**Dataset content:**
::::

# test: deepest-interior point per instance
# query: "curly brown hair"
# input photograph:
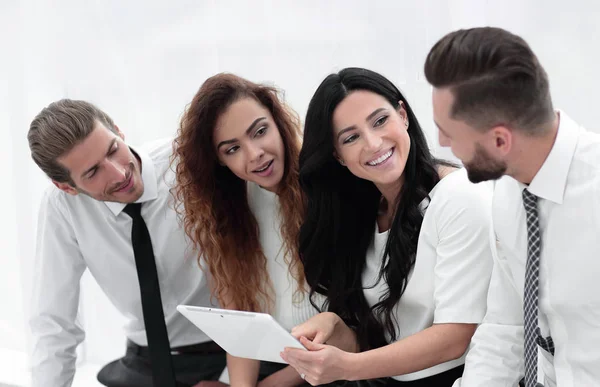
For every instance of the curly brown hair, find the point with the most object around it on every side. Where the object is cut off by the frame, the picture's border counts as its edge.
(212, 201)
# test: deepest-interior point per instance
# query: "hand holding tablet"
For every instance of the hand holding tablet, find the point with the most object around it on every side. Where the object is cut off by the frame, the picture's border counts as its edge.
(242, 334)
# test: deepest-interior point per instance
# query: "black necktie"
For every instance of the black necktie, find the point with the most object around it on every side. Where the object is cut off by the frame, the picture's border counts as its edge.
(154, 318)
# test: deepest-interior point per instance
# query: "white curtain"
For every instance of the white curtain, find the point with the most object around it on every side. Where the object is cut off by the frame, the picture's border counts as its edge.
(142, 61)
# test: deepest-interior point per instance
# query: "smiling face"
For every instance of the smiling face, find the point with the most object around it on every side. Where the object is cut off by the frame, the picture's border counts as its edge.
(370, 138)
(248, 142)
(480, 151)
(103, 167)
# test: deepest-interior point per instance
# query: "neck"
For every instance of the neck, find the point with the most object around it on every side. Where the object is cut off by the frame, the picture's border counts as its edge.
(390, 194)
(529, 162)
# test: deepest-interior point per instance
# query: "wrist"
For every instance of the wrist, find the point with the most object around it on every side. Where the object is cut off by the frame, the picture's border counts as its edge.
(351, 365)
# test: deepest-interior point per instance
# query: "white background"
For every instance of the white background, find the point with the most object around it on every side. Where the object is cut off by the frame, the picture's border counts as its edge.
(142, 61)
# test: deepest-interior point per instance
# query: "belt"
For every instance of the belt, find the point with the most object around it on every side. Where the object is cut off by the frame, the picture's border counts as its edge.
(207, 348)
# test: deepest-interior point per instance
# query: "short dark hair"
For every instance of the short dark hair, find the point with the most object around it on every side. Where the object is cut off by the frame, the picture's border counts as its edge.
(57, 129)
(495, 79)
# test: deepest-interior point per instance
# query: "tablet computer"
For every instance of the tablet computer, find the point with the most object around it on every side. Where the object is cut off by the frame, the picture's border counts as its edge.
(243, 334)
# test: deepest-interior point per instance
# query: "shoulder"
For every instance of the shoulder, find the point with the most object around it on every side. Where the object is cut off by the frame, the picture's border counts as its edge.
(456, 191)
(587, 153)
(456, 201)
(53, 199)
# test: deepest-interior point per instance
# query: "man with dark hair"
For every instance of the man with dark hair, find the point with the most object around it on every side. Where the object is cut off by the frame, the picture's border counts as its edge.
(110, 211)
(492, 106)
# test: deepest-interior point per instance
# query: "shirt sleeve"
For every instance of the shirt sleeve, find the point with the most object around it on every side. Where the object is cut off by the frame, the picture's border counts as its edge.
(464, 260)
(495, 357)
(58, 268)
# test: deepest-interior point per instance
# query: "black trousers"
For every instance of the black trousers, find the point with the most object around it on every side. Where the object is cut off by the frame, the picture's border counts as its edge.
(191, 364)
(444, 379)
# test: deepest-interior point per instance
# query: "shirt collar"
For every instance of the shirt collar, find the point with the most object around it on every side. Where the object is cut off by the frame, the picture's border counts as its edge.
(148, 178)
(550, 181)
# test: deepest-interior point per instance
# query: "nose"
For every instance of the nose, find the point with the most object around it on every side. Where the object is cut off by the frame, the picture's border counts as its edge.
(255, 153)
(117, 170)
(372, 140)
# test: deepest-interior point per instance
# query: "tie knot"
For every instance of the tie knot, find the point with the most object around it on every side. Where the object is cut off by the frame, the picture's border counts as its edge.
(133, 209)
(529, 200)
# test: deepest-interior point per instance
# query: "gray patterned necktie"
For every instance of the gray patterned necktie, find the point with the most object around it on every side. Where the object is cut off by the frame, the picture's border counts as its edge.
(530, 302)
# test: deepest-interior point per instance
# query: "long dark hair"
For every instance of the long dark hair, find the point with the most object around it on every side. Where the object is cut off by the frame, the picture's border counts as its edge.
(212, 201)
(342, 212)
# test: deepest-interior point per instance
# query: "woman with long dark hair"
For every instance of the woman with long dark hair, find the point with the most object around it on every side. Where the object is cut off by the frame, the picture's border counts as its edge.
(396, 240)
(236, 162)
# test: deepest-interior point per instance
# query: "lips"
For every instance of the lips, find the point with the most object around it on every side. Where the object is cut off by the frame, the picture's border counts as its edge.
(263, 167)
(126, 184)
(381, 158)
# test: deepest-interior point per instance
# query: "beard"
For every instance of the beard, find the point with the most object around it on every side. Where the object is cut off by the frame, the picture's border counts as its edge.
(483, 167)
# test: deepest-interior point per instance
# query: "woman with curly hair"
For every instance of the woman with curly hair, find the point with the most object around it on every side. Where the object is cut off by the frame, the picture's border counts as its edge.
(237, 190)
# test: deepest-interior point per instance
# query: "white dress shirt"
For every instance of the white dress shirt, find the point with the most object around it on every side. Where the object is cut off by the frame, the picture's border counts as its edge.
(78, 232)
(291, 307)
(568, 187)
(449, 281)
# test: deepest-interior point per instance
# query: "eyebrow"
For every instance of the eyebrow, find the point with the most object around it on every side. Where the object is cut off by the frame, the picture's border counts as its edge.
(112, 143)
(369, 117)
(234, 140)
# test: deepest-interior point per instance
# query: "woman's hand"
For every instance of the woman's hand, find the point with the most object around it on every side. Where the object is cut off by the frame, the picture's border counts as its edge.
(319, 328)
(321, 364)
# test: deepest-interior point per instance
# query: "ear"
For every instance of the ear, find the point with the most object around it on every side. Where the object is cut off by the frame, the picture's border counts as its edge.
(66, 187)
(119, 133)
(402, 112)
(502, 138)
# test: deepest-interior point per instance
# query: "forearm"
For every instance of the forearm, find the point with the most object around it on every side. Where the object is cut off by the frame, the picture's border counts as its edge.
(343, 337)
(53, 354)
(432, 346)
(242, 372)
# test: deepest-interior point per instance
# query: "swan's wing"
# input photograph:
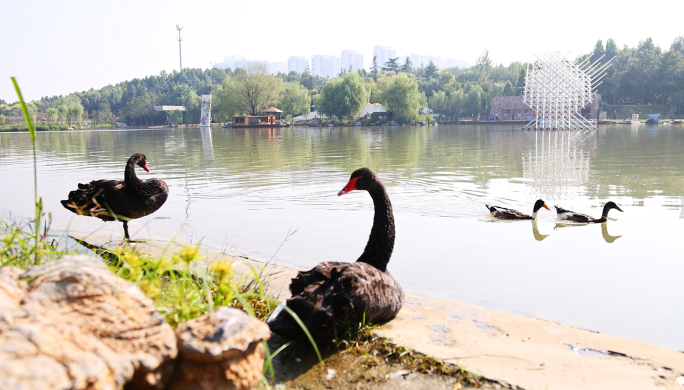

::::

**Instructions to follow:**
Count the lines of the material above that contain the string "face", treating uppercase and lowercase as different. Reply with the number alone.

**Correct output:**
2